:: PROBLEM STATEMENT ::
As soon as the line containing "Target: blue sky" appears in the material below, start returning lines exactly, and end with the line containing "Target: green shrub".

:: EXTRACTED DATA ::
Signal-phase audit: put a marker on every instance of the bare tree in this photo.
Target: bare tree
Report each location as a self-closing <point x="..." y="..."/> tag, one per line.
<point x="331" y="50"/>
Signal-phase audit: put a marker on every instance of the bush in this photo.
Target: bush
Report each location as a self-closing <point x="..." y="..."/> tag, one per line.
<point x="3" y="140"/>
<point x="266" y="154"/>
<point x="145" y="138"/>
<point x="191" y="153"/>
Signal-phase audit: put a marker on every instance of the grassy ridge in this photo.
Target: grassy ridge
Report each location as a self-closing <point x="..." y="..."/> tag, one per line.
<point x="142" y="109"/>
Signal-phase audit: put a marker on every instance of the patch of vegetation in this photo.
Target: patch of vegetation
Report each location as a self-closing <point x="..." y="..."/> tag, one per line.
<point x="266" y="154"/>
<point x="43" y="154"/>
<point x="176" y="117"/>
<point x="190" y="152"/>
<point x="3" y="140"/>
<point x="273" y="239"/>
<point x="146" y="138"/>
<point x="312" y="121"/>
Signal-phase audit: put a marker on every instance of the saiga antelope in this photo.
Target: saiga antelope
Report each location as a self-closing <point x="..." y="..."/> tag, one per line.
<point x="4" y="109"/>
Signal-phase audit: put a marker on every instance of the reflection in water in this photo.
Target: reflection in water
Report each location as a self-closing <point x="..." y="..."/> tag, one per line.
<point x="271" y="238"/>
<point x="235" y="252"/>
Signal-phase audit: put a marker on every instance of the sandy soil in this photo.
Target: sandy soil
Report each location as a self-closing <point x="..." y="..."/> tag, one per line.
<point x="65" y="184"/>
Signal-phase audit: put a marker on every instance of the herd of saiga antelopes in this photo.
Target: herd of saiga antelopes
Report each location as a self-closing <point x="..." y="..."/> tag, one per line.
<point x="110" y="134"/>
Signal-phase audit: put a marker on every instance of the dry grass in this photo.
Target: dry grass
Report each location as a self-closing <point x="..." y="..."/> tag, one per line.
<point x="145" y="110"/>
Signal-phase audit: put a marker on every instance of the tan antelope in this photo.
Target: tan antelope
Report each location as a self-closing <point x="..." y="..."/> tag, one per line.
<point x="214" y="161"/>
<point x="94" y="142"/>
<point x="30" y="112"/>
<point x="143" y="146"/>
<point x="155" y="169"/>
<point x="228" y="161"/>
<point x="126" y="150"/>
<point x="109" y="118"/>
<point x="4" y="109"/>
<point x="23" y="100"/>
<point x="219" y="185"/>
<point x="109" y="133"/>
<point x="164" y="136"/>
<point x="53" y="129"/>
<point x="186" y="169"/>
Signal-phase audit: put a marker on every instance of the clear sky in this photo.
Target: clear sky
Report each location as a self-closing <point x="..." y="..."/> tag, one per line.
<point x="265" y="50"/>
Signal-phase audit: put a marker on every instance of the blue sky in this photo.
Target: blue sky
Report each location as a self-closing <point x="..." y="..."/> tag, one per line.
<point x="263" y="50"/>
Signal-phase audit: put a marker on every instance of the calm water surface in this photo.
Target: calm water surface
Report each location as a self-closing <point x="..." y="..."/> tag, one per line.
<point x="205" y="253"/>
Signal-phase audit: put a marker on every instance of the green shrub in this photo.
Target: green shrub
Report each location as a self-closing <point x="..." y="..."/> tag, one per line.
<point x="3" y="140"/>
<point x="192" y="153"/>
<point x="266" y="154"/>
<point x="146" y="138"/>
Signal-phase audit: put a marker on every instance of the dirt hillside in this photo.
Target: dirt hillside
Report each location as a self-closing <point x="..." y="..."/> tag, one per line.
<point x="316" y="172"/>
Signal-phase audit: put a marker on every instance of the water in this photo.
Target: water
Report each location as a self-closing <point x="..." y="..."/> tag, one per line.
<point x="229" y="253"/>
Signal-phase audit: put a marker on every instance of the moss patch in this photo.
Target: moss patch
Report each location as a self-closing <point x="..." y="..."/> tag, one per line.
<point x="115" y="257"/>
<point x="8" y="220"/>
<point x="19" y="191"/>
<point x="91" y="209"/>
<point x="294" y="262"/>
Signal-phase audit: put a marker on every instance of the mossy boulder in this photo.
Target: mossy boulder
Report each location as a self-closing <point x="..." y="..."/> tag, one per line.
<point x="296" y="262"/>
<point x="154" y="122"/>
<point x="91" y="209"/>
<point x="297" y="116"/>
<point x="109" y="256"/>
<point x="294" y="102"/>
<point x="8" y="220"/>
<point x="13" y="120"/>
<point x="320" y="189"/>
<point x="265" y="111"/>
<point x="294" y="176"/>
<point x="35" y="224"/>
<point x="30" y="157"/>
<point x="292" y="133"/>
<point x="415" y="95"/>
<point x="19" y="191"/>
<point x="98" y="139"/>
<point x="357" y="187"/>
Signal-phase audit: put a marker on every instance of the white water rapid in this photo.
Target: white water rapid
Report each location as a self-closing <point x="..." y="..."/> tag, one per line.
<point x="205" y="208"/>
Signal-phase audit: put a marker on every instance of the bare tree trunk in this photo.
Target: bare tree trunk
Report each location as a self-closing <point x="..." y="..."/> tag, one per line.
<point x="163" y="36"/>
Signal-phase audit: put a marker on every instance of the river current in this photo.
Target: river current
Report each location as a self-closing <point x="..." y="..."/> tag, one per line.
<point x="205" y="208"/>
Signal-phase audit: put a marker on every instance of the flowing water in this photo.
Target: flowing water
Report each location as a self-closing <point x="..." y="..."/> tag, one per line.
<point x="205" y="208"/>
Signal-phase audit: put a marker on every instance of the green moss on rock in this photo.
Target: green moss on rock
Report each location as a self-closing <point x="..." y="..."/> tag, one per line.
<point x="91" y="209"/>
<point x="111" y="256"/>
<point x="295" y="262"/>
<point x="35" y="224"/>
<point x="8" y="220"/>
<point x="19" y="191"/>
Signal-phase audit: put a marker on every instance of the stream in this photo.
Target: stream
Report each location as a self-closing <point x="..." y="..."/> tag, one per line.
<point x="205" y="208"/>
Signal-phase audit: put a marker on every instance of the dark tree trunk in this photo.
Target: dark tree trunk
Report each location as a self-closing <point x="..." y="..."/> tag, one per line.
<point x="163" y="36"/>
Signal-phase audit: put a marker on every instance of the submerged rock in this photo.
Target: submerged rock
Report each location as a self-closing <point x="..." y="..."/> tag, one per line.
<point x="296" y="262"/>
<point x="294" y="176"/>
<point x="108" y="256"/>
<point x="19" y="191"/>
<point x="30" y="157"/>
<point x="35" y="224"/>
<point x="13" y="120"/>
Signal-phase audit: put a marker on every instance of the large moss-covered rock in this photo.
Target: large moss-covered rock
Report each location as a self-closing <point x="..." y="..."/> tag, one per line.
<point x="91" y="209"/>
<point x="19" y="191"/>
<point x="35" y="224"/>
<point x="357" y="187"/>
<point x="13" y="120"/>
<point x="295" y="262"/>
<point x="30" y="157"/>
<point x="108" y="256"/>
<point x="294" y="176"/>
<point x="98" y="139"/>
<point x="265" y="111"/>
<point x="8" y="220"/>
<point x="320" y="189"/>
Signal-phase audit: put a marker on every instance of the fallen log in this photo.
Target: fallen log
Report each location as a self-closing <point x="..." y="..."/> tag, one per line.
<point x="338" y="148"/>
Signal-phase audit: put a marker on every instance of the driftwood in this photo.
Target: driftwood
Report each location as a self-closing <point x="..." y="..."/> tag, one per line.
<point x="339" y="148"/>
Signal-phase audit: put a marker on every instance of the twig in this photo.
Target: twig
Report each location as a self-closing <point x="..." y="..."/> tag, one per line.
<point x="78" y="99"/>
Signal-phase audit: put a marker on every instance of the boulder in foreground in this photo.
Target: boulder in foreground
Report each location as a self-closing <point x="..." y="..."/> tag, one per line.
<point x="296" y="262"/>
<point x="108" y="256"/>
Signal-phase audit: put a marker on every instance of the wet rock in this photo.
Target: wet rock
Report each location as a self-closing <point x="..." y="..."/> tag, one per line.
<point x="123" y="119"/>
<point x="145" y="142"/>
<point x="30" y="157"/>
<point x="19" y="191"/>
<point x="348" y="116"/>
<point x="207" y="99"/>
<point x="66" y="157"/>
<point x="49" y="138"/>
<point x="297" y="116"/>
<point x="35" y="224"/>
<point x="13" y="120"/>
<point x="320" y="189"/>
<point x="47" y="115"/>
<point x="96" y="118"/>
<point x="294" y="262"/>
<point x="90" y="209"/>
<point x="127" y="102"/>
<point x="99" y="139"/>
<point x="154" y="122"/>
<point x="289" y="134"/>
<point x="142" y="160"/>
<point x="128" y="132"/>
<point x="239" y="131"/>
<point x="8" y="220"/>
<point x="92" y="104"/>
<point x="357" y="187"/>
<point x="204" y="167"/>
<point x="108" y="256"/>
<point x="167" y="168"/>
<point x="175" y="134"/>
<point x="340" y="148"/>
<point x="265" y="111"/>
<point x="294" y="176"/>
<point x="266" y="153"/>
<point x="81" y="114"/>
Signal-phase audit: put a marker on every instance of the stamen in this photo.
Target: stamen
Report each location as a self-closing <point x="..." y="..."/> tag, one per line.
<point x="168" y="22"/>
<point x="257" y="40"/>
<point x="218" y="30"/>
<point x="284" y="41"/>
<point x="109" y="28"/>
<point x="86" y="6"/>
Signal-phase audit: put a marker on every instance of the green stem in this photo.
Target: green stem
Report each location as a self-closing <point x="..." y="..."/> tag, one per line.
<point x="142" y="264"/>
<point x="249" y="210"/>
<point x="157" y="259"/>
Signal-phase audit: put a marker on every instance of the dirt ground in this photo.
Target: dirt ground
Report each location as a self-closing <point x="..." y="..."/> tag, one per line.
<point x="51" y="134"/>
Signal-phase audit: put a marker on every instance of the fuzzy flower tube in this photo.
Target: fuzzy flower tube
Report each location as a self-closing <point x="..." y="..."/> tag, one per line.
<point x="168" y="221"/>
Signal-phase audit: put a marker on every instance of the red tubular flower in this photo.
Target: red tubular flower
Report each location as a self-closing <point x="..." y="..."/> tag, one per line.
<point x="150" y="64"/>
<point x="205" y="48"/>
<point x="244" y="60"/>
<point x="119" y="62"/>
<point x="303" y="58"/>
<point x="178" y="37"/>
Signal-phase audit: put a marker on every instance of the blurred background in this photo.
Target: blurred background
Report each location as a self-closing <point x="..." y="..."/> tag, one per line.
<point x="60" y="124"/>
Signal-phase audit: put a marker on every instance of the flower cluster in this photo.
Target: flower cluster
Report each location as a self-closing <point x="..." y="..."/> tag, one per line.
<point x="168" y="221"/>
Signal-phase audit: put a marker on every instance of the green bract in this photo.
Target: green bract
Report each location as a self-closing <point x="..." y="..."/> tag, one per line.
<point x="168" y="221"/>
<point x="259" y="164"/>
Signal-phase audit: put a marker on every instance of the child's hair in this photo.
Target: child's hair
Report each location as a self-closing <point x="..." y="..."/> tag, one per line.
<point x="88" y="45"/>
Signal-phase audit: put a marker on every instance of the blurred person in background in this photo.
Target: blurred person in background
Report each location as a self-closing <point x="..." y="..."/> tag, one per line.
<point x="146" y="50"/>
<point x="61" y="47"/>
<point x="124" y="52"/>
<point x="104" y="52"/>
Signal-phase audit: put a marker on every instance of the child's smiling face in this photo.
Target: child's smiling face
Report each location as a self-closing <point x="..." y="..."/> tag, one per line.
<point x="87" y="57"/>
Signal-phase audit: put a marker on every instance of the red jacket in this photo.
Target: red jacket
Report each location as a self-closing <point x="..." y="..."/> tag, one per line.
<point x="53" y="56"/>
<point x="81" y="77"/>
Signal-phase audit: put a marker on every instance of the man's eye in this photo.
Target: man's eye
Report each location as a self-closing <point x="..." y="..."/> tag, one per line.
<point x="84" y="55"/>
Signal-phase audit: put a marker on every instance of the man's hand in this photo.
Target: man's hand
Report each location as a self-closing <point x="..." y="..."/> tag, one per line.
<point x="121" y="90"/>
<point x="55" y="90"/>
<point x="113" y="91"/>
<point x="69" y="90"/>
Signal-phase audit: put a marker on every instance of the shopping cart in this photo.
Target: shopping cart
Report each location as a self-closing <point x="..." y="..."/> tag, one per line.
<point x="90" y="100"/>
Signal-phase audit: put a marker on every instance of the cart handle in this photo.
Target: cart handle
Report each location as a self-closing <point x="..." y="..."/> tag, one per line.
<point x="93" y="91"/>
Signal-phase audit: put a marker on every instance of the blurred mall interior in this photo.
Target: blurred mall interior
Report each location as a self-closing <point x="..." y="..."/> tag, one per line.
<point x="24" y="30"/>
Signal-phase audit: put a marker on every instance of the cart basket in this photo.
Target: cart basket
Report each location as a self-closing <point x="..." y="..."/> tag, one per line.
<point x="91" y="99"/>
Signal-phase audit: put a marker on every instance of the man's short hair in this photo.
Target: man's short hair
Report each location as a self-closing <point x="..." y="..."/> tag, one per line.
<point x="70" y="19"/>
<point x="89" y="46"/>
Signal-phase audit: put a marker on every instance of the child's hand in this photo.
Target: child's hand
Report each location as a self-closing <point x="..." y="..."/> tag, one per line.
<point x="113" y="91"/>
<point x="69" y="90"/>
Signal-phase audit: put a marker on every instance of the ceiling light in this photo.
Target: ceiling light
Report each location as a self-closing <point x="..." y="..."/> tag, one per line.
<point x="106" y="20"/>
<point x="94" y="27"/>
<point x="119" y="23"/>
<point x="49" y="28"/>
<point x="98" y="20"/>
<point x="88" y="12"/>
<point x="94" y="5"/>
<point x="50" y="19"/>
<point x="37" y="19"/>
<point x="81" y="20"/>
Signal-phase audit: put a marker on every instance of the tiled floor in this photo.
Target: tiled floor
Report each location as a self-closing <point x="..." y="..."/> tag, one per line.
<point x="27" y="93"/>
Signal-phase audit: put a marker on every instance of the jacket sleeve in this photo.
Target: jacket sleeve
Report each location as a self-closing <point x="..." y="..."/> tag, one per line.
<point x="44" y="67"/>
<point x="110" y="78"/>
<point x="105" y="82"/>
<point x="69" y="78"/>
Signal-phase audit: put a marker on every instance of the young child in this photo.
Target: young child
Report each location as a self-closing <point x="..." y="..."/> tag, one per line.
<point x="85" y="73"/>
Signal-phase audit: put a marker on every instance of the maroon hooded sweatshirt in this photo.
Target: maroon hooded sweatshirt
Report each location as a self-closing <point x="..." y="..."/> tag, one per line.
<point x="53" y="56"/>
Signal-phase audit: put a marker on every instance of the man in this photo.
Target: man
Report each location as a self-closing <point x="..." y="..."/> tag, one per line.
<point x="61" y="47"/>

:: WRITTEN ANSWER ::
Target: blue sky
Report each location as a self-closing <point x="..." y="..."/> tag, one per line.
<point x="263" y="50"/>
Signal-phase audit: put a marker on every instance of the calm water surface in this photo.
Target: calm water surface
Report each location as a self-closing <point x="..." y="..."/> tag, one per line.
<point x="205" y="253"/>
Signal-phase audit: put a marker on every instance of the green shrub in this photo.
Target: green shrub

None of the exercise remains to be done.